▶ TO BE DONE: Print every line of the records below without changing anything.
· · · ·
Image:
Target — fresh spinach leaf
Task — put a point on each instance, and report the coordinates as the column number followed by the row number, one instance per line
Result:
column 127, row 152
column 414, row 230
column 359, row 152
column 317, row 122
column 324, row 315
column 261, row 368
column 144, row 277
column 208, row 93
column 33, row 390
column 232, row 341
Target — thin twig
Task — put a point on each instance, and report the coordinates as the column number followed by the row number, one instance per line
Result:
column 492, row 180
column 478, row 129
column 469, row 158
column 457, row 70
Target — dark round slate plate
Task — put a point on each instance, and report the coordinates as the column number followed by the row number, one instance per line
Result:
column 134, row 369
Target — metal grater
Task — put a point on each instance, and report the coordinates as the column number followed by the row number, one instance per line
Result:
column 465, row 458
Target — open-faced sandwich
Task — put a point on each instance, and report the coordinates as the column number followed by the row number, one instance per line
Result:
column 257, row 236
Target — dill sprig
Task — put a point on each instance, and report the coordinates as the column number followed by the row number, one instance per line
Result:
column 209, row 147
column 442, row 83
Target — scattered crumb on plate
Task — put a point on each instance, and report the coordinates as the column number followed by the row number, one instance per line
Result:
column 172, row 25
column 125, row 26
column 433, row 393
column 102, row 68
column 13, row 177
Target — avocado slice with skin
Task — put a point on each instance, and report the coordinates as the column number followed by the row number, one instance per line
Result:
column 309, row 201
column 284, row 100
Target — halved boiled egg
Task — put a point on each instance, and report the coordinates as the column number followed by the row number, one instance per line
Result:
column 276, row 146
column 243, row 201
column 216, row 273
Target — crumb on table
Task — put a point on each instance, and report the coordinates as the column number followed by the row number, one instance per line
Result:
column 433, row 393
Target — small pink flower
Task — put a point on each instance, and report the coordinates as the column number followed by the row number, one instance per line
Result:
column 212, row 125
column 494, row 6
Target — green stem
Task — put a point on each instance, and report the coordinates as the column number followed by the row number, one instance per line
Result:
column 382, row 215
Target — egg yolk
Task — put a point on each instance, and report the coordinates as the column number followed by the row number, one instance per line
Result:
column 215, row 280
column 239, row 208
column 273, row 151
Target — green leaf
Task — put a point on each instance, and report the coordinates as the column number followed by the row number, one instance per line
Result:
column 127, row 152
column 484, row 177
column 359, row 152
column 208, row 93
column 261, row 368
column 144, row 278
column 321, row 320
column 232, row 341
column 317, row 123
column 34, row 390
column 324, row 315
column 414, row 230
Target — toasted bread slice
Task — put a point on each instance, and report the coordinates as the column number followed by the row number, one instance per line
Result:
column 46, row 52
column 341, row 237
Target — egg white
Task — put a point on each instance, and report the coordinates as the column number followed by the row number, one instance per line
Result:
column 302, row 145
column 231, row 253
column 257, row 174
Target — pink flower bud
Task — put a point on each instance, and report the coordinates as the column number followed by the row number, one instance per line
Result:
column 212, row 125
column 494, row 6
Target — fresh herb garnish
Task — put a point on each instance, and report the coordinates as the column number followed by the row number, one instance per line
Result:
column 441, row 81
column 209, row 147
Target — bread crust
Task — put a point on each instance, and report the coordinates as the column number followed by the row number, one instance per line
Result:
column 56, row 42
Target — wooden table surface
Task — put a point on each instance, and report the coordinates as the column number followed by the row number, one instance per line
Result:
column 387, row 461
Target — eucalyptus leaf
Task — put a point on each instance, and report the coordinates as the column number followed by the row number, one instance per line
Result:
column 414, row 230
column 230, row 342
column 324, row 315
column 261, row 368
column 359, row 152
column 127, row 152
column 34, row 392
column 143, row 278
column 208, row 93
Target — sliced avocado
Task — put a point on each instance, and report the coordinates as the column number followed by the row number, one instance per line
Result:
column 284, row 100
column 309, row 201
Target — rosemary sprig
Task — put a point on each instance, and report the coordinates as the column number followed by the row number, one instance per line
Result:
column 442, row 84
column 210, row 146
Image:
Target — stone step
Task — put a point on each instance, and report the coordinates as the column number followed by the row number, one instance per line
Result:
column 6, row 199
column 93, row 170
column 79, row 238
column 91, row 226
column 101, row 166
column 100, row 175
· · · ·
▶ RESULT OF THIS EXERCISE:
Image:
Target — fresh spinach leaf
Task — put a point on each instance, and report the coordinates as the column number followed by the row number, one instance per line
Result:
column 127, row 152
column 414, row 230
column 359, row 152
column 317, row 122
column 324, row 315
column 261, row 368
column 144, row 277
column 208, row 93
column 33, row 390
column 232, row 341
Target — thin twig
Task — put a point on each instance, and report the coordinates as the column number followed by the row number, one instance per line
Result:
column 492, row 180
column 478, row 129
column 469, row 158
column 457, row 70
Target — dark round slate plate
Task — put a point on each instance, and report the coordinates as the column number followed by the row number, one instance per line
Result:
column 134, row 369
Target — metal grater
Task — put a point on each instance, and report the coordinates as the column number followed by the row number, one instance per line
Result:
column 465, row 458
Target — open-faced sandwich
Task — put a point on each instance, and report the coordinates as the column number followed by the row number, one instance per line
Result:
column 257, row 236
Target — dill sprig
Task — put a point on each instance, and report the coordinates as the column number followed by the row number, one instance per line
Result:
column 209, row 147
column 442, row 83
Target — scattered crumb on plate
Task — put a point on each instance, and report the coordinates as the column number followed by the row number, one instance per line
Result:
column 172, row 25
column 125, row 26
column 433, row 393
column 102, row 68
column 13, row 177
Target — avocado slice with skin
Task — put a point on each instance, and report the coordinates as the column number followed by the row number, one instance per line
Result:
column 309, row 201
column 284, row 100
Target — halved boiled egg
Task — put a point on each instance, and report the coordinates as the column number followed by the row number, one instance per line
Result:
column 276, row 146
column 243, row 201
column 216, row 273
Target — crumb on table
Task — put a point on each instance, and report the coordinates as the column number followed by the row number, one instance per line
Result:
column 433, row 393
Target — small pink flower
Task — put a point on each instance, and report the coordinates as the column number followed by the row number, one instance per line
Result:
column 212, row 125
column 494, row 6
Target — green stem
Task — put a point on each instance, and report the coordinates as the column number followed by the row number, one instance per line
Result:
column 382, row 215
Target — egg yolk
Task — put a point on each instance, and report the coordinates as the column number followed by the row number, one instance per line
Result:
column 215, row 280
column 239, row 208
column 273, row 151
Target — green leaf
Task — put a point on each instance, and report the coordinates as the column number followed by the row number, one instance per line
Result:
column 127, row 152
column 484, row 177
column 359, row 152
column 208, row 93
column 261, row 368
column 144, row 278
column 321, row 320
column 232, row 341
column 317, row 123
column 34, row 390
column 324, row 315
column 414, row 230
Target — toasted bread slice
Task — put a point on each instance, and report the coordinates as the column number followed by the row number, one instance per line
Result:
column 46, row 52
column 341, row 237
Target — egg white
Task — put a point on each instance, and report the coordinates as the column number followed by the row number, one instance per line
Result:
column 302, row 145
column 231, row 253
column 257, row 174
Target — pink flower bud
Task — put a point on each instance, and report the coordinates as the column number followed by the row number, one instance per line
Result:
column 212, row 125
column 494, row 6
Target — fresh herb garnish
Task — put a point on each instance, and report the coordinates as the column number followed by the row number, one instance per line
Result:
column 441, row 81
column 209, row 147
Target — bread crust
Task — put a point on each instance, and report the coordinates as the column number followed by the row number, one instance per line
Result:
column 56, row 42
Target — wooden table surface
Task — put a point on each instance, and report the coordinates as the column number followed by the row number, one instance per line
Result:
column 387, row 461
Target — eucalyptus leaf
Task — put a point on each instance, and report the coordinates as the column number followed by the row number, one instance per line
Result:
column 414, row 230
column 230, row 342
column 324, row 315
column 261, row 368
column 359, row 152
column 127, row 152
column 34, row 392
column 143, row 278
column 208, row 93
Target — sliced avocado
Task — put a point on each instance, and report the coordinates as the column number followed by the row number, one instance per line
Result:
column 284, row 100
column 309, row 201
Target — rosemary sprig
Task — put a point on each instance, and report the coordinates as the column number followed by the row number, one instance per line
Result:
column 442, row 84
column 210, row 146
Image:
Target — stone step
Task — put a point on each instance, and report the coordinates as the column number followed by the row number, one instance per line
Result:
column 6, row 199
column 93, row 170
column 79, row 238
column 91, row 226
column 101, row 166
column 100, row 175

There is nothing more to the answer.